▸ **Tarefas a realizar**
A. De acordo com o trecho selecionado, sob o comando de qual banco os grandes bancos praticaram o crime contra o povo grego?
B. Extraia do trecho selecionado, sem nenhuma alteração, a parte que se inicia nas palavras "Ao contrário do" e termina em "a irreverência popular.".

▸ **Trecho selecionado**

##########

Aposta suicida do capital em benefício próprio contra a Humanidade
A COMILANÇA INSACIÁVEL DOS BANCOS
O crime de lesa-humanidade praticado pelos grandes bancos, sob o comando do Goldman Sachs, contra o desinformado povo grego e em vias de se consumar contra a indefesa população portuguesa só tem paralelo na história contemporânea ocidental com o crime de lesa-pátria cometido pela direita neoliberal tupiniquim, durante o período da privataria tucana.
Ao contrário do que ocorre agora com as duas — outrora poderosas e independentes — nações europeias, nosso país só não foi completamente para o vinagre por dois motivos: porque o Brasil era grande demais para quebrar e também devido ao singelo fato de que, até prova em contrário, Deus ainda é brasileiro — conforme a irreverência popular.
Para compreender como agem as instituições criminosas disfarçadas sob o codinome “bancos” é importante a leitura do artigo a seguir. Mesmo quem não é muito afeito aos complicados temas econômicos vai entender didaticamente como é operada a maracutaia. Até para se prevenir do tsunami monetário que a máfia financeira internacional já disparou contra o Brasil.

##########

▸ **Dados fornecidos**

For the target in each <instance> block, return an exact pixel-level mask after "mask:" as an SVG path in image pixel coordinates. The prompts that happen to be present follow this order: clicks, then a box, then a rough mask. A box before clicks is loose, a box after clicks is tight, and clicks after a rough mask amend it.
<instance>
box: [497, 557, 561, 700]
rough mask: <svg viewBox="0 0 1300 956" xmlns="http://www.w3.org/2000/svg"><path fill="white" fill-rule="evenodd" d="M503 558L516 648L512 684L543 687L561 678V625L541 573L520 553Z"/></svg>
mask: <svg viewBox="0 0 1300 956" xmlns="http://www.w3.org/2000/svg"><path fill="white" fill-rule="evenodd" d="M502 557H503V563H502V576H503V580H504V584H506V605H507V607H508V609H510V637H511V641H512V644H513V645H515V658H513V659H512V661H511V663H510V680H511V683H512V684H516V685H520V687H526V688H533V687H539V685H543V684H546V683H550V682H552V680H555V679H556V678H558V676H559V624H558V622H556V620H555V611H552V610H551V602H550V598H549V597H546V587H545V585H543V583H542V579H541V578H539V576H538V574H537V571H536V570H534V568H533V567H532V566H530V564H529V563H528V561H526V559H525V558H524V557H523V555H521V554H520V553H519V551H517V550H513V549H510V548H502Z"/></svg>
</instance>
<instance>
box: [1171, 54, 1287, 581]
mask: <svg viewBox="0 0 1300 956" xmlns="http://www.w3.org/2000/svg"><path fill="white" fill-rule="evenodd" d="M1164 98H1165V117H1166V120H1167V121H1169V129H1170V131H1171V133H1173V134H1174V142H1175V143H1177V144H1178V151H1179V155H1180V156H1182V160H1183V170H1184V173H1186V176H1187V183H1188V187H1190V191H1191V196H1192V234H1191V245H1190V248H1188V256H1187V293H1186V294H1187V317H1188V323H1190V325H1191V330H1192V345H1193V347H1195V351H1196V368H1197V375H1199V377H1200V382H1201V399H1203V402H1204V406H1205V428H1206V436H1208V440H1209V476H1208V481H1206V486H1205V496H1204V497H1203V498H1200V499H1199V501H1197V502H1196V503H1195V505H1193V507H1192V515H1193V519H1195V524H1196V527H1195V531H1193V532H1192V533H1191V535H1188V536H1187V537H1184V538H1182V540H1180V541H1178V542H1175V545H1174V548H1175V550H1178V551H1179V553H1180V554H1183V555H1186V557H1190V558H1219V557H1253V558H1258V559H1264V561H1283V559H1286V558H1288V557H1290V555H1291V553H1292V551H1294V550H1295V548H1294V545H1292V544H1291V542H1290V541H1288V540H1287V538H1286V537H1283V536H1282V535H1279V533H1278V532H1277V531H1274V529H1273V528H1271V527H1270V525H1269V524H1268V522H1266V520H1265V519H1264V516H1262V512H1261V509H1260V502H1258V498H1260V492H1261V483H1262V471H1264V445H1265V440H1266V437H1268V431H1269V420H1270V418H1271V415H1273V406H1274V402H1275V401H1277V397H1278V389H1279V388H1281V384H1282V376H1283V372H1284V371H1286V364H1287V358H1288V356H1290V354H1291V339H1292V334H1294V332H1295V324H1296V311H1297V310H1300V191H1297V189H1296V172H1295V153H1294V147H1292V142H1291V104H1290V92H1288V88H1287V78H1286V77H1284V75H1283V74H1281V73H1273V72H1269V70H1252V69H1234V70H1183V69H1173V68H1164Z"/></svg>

##########

▸ **Soluções dos problemas**
A. Sob o comando do Goldman Sachs.

B.
Ao contrário do que ocorre agora com as duas — outrora poderosas e independentes — nações europeias, nosso país só não foi completamente para o vinagre por dois motivos: porque o Brasil era grande demais para quebrar e também devido ao singelo fato de que, até prova em contrário, Deus ainda é brasileiro — conforme a irreverência popular.